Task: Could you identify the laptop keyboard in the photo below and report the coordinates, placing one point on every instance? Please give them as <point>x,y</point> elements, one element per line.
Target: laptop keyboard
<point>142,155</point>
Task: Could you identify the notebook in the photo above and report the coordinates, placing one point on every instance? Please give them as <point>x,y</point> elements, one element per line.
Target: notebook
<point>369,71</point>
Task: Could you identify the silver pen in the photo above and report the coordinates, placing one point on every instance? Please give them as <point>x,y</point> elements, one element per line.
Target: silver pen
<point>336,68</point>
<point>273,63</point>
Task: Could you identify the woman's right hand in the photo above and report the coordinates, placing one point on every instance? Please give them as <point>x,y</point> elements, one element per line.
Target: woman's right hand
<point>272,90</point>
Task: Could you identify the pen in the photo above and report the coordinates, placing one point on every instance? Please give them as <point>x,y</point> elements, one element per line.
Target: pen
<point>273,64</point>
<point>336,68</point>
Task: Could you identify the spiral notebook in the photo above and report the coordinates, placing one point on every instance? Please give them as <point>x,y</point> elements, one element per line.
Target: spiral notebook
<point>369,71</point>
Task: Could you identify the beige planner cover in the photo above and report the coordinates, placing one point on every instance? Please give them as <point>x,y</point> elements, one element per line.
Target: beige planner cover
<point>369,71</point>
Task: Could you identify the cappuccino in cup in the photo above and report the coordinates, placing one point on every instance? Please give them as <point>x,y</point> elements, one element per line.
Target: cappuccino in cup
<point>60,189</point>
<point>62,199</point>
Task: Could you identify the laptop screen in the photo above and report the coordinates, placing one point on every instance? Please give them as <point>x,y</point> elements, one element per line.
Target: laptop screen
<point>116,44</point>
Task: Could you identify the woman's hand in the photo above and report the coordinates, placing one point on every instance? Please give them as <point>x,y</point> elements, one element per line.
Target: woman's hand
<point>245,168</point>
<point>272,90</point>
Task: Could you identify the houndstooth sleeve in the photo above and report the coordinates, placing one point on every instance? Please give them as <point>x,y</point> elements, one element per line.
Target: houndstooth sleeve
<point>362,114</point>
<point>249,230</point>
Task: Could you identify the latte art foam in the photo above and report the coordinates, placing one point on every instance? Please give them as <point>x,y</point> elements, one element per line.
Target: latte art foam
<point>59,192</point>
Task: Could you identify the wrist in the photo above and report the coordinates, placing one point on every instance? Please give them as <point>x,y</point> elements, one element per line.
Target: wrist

........

> [The task]
Rewrite the data from its start through the line containing "<point>142,155</point>", both included, with every point coordinate in the answers scaled by 0.4 and rounded to a whole number (halves round up). Numbers in the requests and their format samples stay as they are, and nothing beyond those lines should be given.

> [Result]
Task: Could you identify the laptop keyboard in the photo below and report the coordinates, placing one point on every instance? Please give them as <point>x,y</point> elements, one element per line.
Target: laptop keyboard
<point>57,62</point>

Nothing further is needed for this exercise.